▶ _Task item_: Copy nothing but the line with "# for each instance of the tree bark, put" and the lines that follow it to the end of the entries below, and keep the pictures out.

§

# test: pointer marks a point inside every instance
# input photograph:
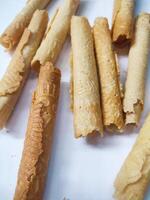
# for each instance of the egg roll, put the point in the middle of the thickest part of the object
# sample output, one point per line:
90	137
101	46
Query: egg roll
108	68
137	67
86	96
56	34
134	176
122	22
17	72
14	31
36	152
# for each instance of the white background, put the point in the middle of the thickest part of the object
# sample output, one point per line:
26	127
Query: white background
80	169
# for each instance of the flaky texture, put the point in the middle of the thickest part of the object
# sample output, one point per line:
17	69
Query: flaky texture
123	20
57	32
134	176
13	32
137	66
85	97
35	157
13	80
109	76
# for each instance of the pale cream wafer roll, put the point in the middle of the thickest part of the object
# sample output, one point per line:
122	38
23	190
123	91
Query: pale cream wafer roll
109	76
122	23
56	34
132	181
37	146
86	97
137	67
13	32
14	78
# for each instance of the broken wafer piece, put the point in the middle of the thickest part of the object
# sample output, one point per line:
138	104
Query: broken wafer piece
123	21
132	181
12	83
137	67
13	32
86	96
36	152
56	34
109	76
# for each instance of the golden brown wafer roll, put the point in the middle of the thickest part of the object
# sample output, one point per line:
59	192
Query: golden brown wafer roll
137	66
86	97
13	32
35	157
14	79
123	20
57	31
109	76
134	176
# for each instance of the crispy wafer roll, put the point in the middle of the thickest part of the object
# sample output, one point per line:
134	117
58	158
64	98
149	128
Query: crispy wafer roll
109	76
13	32
123	20
86	97
35	157
14	79
57	31
134	176
137	66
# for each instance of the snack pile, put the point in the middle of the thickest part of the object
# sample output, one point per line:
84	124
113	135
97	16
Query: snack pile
97	99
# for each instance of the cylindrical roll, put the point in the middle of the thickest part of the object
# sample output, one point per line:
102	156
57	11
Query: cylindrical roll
56	34
123	20
134	176
13	32
86	97
35	157
109	76
14	78
137	66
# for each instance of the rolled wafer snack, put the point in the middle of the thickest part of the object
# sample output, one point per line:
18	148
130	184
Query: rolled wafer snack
14	78
109	76
56	34
134	176
137	66
123	20
35	157
13	32
85	88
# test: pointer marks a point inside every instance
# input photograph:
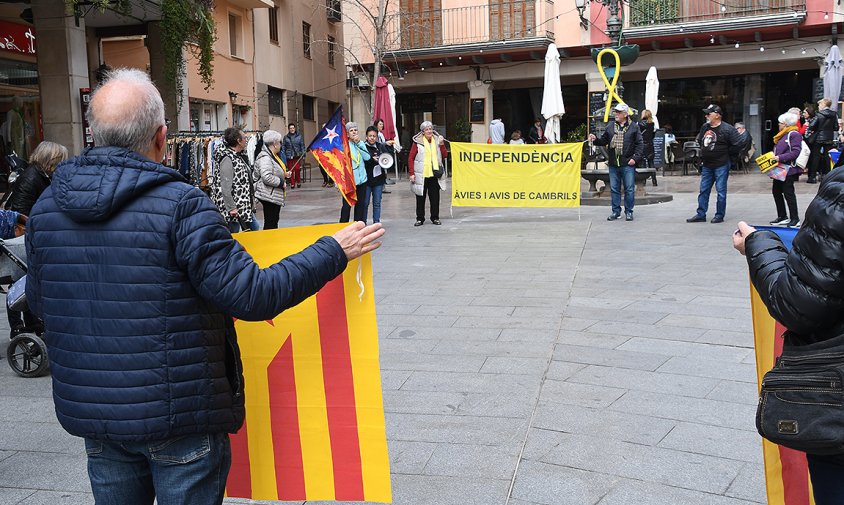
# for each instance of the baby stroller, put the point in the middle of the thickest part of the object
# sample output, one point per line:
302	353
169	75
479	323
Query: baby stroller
27	352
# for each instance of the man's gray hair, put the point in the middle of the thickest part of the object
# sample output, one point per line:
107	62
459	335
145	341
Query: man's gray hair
271	137
139	118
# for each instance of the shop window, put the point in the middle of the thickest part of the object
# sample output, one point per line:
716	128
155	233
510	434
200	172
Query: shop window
308	107
274	25
306	39
274	96
331	49
235	35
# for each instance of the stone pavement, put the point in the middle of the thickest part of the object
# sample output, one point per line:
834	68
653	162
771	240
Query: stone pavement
529	357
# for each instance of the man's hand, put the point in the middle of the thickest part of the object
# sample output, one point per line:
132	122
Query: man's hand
358	239
740	235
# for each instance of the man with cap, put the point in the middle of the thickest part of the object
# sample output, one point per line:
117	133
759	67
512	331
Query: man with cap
626	148
719	144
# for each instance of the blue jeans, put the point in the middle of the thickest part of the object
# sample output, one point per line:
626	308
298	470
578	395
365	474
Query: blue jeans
375	192
627	173
826	472
719	176
183	470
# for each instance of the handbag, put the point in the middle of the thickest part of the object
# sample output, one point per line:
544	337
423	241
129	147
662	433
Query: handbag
801	401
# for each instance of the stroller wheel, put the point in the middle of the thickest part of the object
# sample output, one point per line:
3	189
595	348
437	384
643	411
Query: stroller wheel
27	355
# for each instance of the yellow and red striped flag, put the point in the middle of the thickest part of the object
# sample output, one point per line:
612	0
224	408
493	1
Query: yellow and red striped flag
786	470
314	426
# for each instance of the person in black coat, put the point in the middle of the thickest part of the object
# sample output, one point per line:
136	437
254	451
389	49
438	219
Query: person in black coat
803	289
626	149
36	177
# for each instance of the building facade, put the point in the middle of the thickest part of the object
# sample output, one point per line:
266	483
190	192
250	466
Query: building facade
755	59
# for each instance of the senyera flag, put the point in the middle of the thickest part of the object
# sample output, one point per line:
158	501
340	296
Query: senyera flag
786	470
314	426
331	149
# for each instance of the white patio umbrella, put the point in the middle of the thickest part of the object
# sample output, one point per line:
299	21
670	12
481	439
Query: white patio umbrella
552	95
832	74
652	94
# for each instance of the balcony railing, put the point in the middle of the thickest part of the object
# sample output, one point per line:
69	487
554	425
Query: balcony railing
494	22
650	12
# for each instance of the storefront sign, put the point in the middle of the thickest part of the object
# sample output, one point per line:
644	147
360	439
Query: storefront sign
17	38
504	175
84	101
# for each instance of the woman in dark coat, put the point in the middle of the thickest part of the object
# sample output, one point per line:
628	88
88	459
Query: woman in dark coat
36	177
803	289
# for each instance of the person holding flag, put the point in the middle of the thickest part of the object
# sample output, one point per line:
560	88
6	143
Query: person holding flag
331	149
358	154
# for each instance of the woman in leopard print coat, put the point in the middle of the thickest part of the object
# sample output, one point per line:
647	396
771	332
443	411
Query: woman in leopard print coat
232	188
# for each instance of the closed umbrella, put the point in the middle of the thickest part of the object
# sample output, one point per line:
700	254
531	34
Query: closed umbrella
832	74
652	94
552	95
384	110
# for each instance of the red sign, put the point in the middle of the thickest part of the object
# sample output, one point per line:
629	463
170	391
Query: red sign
17	38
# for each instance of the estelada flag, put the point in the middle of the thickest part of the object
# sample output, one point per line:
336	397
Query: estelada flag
331	149
786	470
314	426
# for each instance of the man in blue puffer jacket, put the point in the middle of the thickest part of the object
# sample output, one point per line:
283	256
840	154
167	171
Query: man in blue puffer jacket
137	278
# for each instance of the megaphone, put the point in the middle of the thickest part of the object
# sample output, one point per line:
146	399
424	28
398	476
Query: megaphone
385	160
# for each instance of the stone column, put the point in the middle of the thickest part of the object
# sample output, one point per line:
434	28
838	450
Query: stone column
179	116
62	70
478	89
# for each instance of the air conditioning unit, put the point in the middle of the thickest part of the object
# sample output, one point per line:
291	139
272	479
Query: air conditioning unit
334	11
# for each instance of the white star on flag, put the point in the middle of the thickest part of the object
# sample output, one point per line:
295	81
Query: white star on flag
331	134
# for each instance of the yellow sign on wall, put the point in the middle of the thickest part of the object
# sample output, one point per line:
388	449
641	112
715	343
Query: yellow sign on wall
503	175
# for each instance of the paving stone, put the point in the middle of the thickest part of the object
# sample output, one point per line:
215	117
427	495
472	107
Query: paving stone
684	408
55	498
701	367
695	350
445	333
584	395
455	429
556	485
606	423
515	365
409	457
642	380
467	460
628	492
507	349
46	471
618	357
724	443
750	484
646	330
649	464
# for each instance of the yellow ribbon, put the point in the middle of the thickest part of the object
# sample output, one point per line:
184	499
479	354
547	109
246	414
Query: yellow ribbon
610	85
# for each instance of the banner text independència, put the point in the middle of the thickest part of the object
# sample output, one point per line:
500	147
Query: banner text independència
523	157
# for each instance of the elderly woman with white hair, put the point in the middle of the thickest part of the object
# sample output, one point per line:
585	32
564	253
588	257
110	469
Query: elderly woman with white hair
426	168
270	172
787	149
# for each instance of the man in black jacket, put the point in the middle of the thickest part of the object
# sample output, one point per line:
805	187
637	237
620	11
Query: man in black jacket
626	148
821	135
719	144
804	290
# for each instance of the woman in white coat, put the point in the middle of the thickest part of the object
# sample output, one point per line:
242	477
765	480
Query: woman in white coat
271	171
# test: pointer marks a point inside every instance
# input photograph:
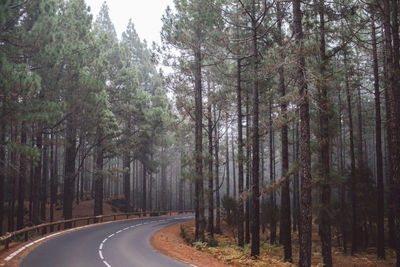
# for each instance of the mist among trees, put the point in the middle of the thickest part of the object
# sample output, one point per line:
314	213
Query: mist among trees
287	111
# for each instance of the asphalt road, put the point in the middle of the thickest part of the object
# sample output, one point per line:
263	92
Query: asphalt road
124	243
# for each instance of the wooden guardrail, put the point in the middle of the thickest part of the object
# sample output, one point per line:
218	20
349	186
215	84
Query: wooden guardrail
72	223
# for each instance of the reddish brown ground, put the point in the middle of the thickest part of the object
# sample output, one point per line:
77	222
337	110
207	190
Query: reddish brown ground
169	242
84	209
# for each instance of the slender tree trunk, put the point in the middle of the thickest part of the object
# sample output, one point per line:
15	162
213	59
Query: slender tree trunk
45	177
353	164
217	186
342	196
248	158
37	177
163	180
296	184
70	155
285	226
53	177
396	93
274	214
255	240
22	179
210	167
200	220
361	171
227	158
144	189
3	126
99	175
325	208
127	180
393	93
240	157
233	169
378	148
13	177
305	201
83	170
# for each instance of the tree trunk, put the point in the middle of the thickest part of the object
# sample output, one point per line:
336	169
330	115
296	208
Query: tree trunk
144	181
13	177
352	159
306	183
37	177
127	180
233	169
99	175
3	125
210	167
248	158
22	179
325	208
285	226
54	174
274	214
199	196
70	155
45	177
240	157
393	90
255	240
228	178
217	197
378	148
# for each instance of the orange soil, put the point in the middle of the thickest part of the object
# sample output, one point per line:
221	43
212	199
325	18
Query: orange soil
169	242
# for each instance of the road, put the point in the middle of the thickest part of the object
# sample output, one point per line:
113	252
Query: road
124	243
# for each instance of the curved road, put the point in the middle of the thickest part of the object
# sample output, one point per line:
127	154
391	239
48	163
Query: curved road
124	243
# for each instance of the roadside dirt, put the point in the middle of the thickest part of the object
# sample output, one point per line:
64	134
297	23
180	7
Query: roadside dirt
169	242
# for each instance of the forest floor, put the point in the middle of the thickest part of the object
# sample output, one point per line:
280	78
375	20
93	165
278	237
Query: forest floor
84	209
169	241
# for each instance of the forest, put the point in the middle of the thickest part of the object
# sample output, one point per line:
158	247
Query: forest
283	113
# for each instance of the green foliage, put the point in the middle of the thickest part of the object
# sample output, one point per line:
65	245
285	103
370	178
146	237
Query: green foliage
230	210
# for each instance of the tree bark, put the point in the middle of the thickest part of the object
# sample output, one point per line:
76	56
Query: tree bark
127	180
255	240
378	147
240	156
3	126
228	178
70	155
217	195
305	201
274	208
210	167
99	176
285	226
37	177
353	177
45	177
22	180
325	208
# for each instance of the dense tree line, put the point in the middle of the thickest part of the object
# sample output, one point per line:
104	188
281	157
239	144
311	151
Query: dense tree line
322	78
84	115
288	107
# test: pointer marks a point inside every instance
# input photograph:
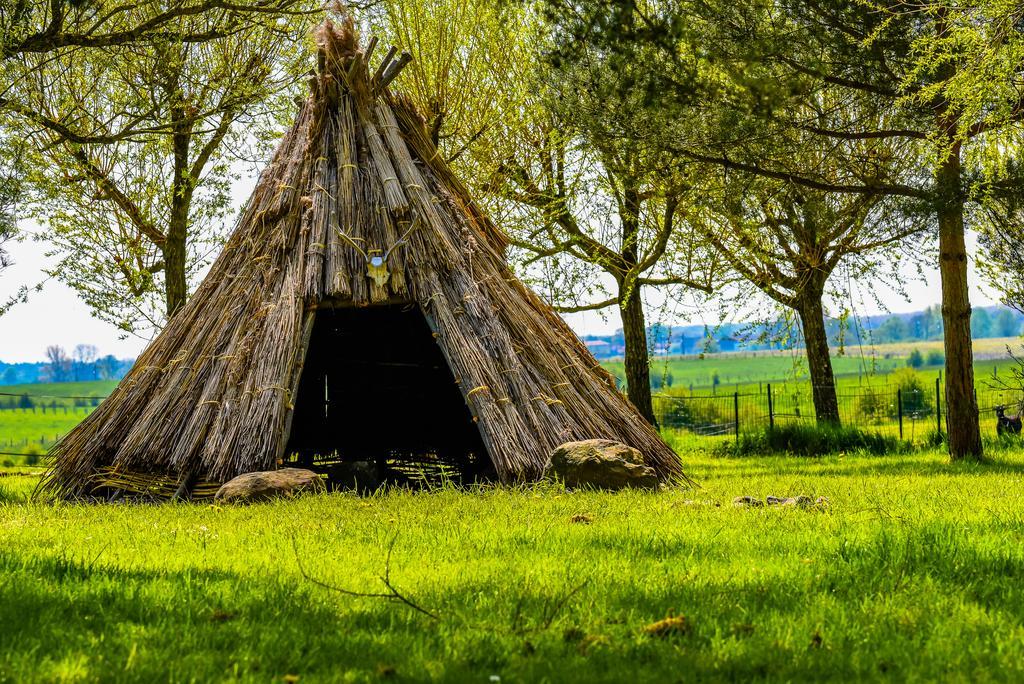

§

▶ _Reply to the task_:
# for each instance of the tree bark, put the point in the middle of the thickest part of the object
# sample output, one point per line:
76	56
Query: tree bark
127	180
255	240
378	147
240	156
3	126
228	178
70	155
217	195
305	201
274	208
210	167
99	176
285	226
37	177
353	177
45	177
22	180
325	208
# for each instance of the dense tree line, put the point in the middle of the thickest part of the object
# sample output, one point per line:
104	188
281	157
239	144
311	151
Query: dense tree line
322	78
84	115
288	107
# test: pointer marks a point inside every instance
# input photograph:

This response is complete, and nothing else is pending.